BEGIN Data
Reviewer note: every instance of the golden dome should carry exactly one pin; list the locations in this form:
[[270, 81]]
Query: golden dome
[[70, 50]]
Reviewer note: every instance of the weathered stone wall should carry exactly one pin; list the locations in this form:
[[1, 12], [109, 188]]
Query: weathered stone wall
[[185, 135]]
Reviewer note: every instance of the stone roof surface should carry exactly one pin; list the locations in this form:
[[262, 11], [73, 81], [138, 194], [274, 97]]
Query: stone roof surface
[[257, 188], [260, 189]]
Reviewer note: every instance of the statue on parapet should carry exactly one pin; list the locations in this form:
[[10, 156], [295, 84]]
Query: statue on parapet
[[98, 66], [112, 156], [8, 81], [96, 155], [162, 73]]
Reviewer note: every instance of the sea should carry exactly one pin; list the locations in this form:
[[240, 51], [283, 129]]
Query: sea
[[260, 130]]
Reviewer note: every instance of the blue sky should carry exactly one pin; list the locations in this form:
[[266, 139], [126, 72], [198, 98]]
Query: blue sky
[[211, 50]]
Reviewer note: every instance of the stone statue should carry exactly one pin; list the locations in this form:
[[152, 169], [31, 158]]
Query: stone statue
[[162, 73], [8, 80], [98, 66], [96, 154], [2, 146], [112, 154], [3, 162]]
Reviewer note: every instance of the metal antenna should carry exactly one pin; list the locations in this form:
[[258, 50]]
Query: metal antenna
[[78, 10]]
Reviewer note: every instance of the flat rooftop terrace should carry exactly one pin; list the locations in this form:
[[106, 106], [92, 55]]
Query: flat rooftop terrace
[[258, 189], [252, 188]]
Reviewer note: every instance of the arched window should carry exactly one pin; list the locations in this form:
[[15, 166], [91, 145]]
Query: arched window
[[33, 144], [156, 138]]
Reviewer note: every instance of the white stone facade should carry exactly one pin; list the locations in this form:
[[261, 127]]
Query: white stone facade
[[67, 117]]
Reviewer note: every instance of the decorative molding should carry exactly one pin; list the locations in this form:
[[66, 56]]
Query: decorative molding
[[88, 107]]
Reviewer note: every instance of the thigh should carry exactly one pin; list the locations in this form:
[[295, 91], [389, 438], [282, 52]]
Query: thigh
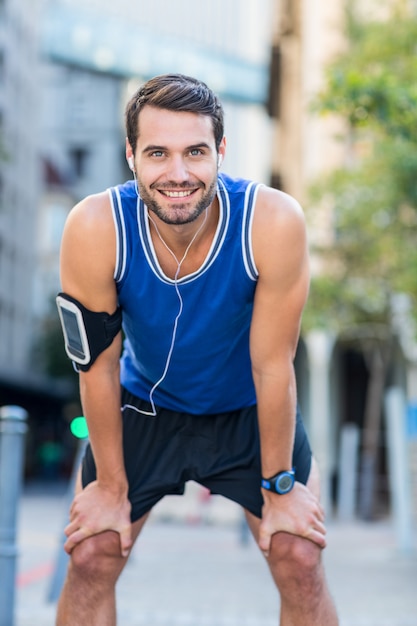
[[236, 472], [153, 466]]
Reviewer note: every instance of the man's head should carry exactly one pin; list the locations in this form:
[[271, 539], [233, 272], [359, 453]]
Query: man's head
[[174, 92]]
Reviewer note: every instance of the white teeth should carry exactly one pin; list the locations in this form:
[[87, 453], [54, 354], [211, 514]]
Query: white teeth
[[177, 194]]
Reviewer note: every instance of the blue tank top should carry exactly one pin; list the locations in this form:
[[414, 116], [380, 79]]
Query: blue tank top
[[203, 365]]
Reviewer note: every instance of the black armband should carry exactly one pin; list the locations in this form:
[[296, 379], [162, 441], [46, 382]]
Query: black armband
[[86, 333]]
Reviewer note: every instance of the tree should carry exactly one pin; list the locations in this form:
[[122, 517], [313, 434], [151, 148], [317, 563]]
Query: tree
[[373, 87]]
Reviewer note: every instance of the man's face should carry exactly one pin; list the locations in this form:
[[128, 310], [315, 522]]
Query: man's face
[[176, 163]]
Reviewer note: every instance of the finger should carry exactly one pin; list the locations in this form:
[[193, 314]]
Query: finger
[[264, 541], [71, 528], [317, 537], [125, 541], [74, 539]]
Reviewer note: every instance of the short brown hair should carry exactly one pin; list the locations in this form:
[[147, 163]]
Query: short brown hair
[[175, 92]]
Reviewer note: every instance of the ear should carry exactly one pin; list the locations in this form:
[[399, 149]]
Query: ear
[[221, 152], [130, 156]]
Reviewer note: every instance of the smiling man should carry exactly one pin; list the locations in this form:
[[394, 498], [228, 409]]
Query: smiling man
[[208, 276]]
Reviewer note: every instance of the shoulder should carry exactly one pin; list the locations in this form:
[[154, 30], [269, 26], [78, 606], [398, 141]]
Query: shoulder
[[91, 213], [279, 231], [88, 252]]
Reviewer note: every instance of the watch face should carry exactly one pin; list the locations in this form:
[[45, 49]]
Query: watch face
[[284, 483]]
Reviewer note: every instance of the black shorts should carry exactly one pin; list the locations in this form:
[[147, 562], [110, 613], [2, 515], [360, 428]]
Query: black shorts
[[221, 452]]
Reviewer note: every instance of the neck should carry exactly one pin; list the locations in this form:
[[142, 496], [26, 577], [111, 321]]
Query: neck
[[189, 242]]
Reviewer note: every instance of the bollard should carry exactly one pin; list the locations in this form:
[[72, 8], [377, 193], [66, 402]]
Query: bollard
[[62, 558], [12, 430]]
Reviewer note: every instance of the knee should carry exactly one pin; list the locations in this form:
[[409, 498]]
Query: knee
[[98, 556], [295, 561]]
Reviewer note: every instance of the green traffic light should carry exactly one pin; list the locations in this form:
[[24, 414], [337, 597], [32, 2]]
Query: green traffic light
[[79, 427]]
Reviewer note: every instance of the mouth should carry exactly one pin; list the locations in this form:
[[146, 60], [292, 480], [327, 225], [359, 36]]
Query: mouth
[[177, 194]]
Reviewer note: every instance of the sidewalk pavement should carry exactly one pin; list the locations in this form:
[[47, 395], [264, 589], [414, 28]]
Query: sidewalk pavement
[[195, 565]]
END Data
§ Required action
Find the line with "[[147, 562], [110, 613], [2, 515], [360, 428]]" in the entries above. Retype it and each line after it, exactly, through the line with "Reviewer note: every instance of the green", and stop there.

§ Exercise output
[[147, 562], [110, 613], [2, 515], [360, 428]]
Query: black shorts
[[221, 452]]
Reviewer note: every instance of the neck should carry exactly one pin; list the locations in this form:
[[142, 496], [26, 577], [111, 321]]
Query: neck
[[189, 242]]
Reviewer note: every instance of the bollard should carry exactly one pin; list the locations in this form:
[[72, 8], [377, 193], [66, 402]]
Query: bollard
[[62, 558], [12, 430]]
Reviewer note: every instance of the knee should carry exactly one pin; list the locations in this form:
[[409, 498]]
Query: knee
[[98, 556], [295, 561]]
Reviewer note: every instance of the green traffic light should carry exactly one pin; list the locations in this form:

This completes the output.